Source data
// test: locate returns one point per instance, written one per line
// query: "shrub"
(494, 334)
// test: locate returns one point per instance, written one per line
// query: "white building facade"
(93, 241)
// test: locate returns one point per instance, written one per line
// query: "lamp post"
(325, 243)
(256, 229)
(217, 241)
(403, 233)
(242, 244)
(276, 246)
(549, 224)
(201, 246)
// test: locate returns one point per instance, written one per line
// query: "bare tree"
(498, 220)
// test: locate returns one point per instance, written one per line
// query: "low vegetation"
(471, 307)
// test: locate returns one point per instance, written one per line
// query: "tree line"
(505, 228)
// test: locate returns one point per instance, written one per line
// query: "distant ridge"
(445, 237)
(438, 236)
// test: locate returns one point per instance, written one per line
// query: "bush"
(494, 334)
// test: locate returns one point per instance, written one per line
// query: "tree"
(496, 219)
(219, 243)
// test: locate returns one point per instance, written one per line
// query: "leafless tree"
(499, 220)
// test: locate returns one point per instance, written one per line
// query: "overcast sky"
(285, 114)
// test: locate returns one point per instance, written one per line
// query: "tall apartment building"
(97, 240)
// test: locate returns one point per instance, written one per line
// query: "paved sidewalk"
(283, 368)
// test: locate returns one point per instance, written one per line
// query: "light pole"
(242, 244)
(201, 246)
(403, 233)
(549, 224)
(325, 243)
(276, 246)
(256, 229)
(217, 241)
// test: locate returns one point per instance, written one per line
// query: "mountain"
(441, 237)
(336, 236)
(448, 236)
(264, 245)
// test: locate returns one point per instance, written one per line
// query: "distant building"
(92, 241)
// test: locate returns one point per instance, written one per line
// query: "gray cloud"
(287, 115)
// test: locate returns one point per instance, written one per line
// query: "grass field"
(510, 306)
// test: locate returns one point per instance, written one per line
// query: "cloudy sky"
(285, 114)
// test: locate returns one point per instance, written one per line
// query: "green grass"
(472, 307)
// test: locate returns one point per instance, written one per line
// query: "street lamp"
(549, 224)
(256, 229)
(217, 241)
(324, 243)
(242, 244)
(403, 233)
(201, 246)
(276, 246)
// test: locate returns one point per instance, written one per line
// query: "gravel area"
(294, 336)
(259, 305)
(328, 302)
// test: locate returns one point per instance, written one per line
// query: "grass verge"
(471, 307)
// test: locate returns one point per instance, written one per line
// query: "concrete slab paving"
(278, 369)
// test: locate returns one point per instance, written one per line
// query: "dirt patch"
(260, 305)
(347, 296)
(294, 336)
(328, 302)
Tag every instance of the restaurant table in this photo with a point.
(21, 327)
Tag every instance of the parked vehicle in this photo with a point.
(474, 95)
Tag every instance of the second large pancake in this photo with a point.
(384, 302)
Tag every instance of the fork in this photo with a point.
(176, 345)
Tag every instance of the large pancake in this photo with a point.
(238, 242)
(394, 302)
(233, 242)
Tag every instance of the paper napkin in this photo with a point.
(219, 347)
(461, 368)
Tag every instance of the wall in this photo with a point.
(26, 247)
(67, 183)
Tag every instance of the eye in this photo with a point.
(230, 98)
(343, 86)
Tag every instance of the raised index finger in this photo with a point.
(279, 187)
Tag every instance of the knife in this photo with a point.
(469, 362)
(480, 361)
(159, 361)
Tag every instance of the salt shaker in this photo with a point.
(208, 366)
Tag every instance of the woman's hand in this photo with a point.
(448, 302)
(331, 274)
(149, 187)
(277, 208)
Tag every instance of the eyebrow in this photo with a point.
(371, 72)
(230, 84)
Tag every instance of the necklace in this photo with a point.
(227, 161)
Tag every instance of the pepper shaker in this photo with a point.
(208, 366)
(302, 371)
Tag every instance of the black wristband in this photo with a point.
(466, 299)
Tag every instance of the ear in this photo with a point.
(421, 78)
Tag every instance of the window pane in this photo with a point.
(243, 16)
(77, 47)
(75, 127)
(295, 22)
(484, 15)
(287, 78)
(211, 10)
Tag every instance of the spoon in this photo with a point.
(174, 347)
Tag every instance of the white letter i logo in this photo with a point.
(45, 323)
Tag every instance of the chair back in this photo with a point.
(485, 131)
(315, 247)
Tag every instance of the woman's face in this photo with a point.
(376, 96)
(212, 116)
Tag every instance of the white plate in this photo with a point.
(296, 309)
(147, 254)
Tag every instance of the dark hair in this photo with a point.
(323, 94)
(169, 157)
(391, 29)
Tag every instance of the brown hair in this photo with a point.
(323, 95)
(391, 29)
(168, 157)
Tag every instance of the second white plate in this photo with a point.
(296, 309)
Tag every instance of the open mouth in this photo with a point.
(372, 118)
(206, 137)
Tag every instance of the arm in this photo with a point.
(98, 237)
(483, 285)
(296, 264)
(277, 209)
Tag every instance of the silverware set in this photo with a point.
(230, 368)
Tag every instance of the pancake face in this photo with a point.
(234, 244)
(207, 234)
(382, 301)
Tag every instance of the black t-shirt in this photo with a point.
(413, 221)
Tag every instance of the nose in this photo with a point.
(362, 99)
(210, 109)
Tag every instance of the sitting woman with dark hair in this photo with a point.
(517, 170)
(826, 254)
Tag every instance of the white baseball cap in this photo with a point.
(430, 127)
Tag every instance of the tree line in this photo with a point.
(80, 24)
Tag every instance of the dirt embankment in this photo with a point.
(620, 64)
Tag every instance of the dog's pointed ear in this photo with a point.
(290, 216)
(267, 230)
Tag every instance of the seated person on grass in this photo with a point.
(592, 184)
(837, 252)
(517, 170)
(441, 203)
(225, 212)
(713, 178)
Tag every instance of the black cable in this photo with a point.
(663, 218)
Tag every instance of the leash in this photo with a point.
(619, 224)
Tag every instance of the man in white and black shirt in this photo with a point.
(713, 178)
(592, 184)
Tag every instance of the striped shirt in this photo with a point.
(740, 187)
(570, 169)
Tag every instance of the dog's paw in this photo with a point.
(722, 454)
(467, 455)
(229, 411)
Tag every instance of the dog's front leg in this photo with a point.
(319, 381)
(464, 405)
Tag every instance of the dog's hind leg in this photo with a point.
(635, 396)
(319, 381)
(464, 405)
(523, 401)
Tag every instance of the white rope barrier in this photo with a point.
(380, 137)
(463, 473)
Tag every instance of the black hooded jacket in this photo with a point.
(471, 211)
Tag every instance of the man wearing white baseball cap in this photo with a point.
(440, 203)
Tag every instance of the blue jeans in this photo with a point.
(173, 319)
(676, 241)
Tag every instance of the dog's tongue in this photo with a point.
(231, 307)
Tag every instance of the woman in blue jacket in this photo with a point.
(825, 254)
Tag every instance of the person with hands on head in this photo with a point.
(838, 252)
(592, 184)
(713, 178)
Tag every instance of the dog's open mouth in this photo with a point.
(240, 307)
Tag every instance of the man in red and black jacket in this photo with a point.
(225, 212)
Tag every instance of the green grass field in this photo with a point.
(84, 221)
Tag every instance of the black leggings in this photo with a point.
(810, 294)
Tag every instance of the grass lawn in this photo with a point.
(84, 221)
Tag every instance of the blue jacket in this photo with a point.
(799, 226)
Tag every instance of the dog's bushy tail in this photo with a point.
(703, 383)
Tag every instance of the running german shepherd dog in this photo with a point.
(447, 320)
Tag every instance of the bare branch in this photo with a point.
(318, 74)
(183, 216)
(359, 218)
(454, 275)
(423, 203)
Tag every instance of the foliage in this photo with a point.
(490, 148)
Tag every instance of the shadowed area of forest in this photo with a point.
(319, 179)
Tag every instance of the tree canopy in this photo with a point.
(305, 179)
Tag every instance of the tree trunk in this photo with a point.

EXERCISE DIRECTIONS: The line containing "Tag every instance of the man wearing" and every line after it, through the end of the records, should be repeated exactly and alone.

WRITTEN ANSWER:
Tag every instance of the man wearing white baseball cap in this photo with a point.
(440, 203)
Tag every instance of the blue jeans in this photo with a point.
(173, 319)
(676, 241)
Tag every instance of the dog's tongue in this photo with a point.
(231, 307)
Tag every instance of the woman in blue jacket in this photo with a point.
(825, 254)
Tag every instance of the person with hands on head in this photo with a point.
(838, 252)
(592, 184)
(713, 178)
Tag every instance of the dog's open mouth in this photo with a point.
(240, 307)
Tag every instance of the man in red and black jacket in this photo with a point.
(225, 212)
Tag every instance of the green grass field in this photo with a point.
(84, 221)
Tag every instance of the black leggings in this photo with a point.
(810, 294)
Tag every instance of the grass lawn in this photo with a point.
(84, 221)
Tag every instance of the blue jacket in this photo with a point.
(799, 226)
Tag every instance of the dog's bushy tail in this photo with a point.
(703, 383)
Tag every instance of the running german shepherd dog in this photo with a point.
(447, 320)
Tag every instance of the bare branch in this photo with a point.
(318, 74)
(183, 216)
(359, 218)
(454, 275)
(423, 203)
Tag every instance of the foliage in this photo with a point.
(490, 148)
Tag every instance of the shadowed area of forest in this photo with a point.
(319, 179)
Tag every instance of the tree canopy in this photo with a point.
(305, 179)
Tag every instance of the tree trunk in this photo with a point.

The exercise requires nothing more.